Conozco un buen libro en francés: "L'Age moderne du cinéma francais" de Jean-Michel Frodon que, sin profundizar, da un panorama del período. "La muerte del cine", de Jean-Patrick Lebel, recoge los planteamientos teóricos nacidos de Mayo. Hay referencias tanto en "Godard polémico", de Román Gubern, y en "Jean-Luc Godard y el grupo Dziga Vertov: un nuevo cine político", que publicó Anagrama. También es útil la "Historia General del Cine", editada por Jenaro Talens y Santos Zunzunegui y editado por Cátedra. Es una historia del cine en 12 tomos, pero es pertinente la parte vinculada con los "nuevos cines" y su desarrollo posterior.
Me olvidaba: las biografías de Truffaut, por Serge Toubiana y Antoine de Baecque, y la de Godard, por Colin McCabe, ambas editadas en español, dan interesantes informaciones sobre ese momento, en las partes pertinentes y siempre dentro de la tónica y estilo de la biografía de esos cineastas.
Antoine de Baecque trata de las repercusiones de mayo en el pensamiento crítico y teórico del cine en "Cahiers du cinéma: histoire d'une revue", que está por salir en español en una edición argentina.
Gracias, Sr. Bedoya.
Y Garrel?... creo que hasta ahora la mejor película sobre Mayo del 68 que he podido ver es "Los Amantes Regulares". Nadie rescató mejor el sentimiento y futuro debacle de la época.

------------------------------------------------

== Instrucciones ==
1. Responde estas preguntas sobre el fragmento acerca del cine y Mayo del 68:
(a) ¿Quién escribió "La muerte del cine"?
(b) ¿En cuántos tomos está la "Historia General del Cine"?
(c) ¿Qué película se señala como la mejor sobre Mayo del 68?
2. ¿Qué títulos de libros aparecen entre comillas en el fragmento sobre el cine y Mayo del 68? Enuméralos todos.
3. Retoma el fragmento sobre el cine y Mayo del 68 y continúalo a partir de su última frase.

Entradas guardadas
------------------------------------------------

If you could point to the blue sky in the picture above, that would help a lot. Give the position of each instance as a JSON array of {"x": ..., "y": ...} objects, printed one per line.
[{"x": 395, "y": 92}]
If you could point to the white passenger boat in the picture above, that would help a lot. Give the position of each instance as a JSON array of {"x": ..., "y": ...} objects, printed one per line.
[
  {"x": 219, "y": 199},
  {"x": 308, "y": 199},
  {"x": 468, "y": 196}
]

------------------------------------------------

== Respuestas por tarea ==
1.
(a) Jean-Patrick Lebel.
(b) En 12 tomos.
(c) "Los Amantes Regulares".

2.
- "L'Age moderne du cinéma francais"
- "La muerte del cine"
- "Godard polémico"
- "Jean-Luc Godard y el grupo Dziga Vertov: un nuevo cine político"
- "Historia General del Cine"
- "Cahiers du cinéma: histoire d'une revue"

3.
Hola. Quisiera saber su opinión respecto a la cinta "Los soñadores", de director italiano Bernardo Bertolucci. En este film se pretende rendir un homenaje múltiple: al cine y al movimiento de Mayo del 68. Podría, en líneas generales, señalar que apreaciación tiene de esta película.
Muchas gracias de antemano.
Buenas tardes.
En el post de Mayo 68 y el cine de mayo del presente año, una de las últimas comentaristas pregunta sobre la cinta "Los soñadores", de Bertolucci. Al ver que nadie del blog le responde, le contestaré yo. Es una película que ha sido vilipendiada por la crítica. Señalan que es visualmente bella, pero vacía en contenidos. Yo no concuerdo con dichas injurias. Es un film que, como bien dice la comentarista, rinde un homenaje al movimiento del Mayo francés; sin embargo, creo que le faltó mayor vigorosidad a la hora de la puesta en escena. No se les ve jóvenes agerridos, mas bien sobreactuados y profiriendo vitores poco contundentes. Con relación al descubrimiento sexual de los tres personajes, la verborrea cinéfila opaca todo. Muchas referencias cinematográficas y un erotismo un tanto grosero.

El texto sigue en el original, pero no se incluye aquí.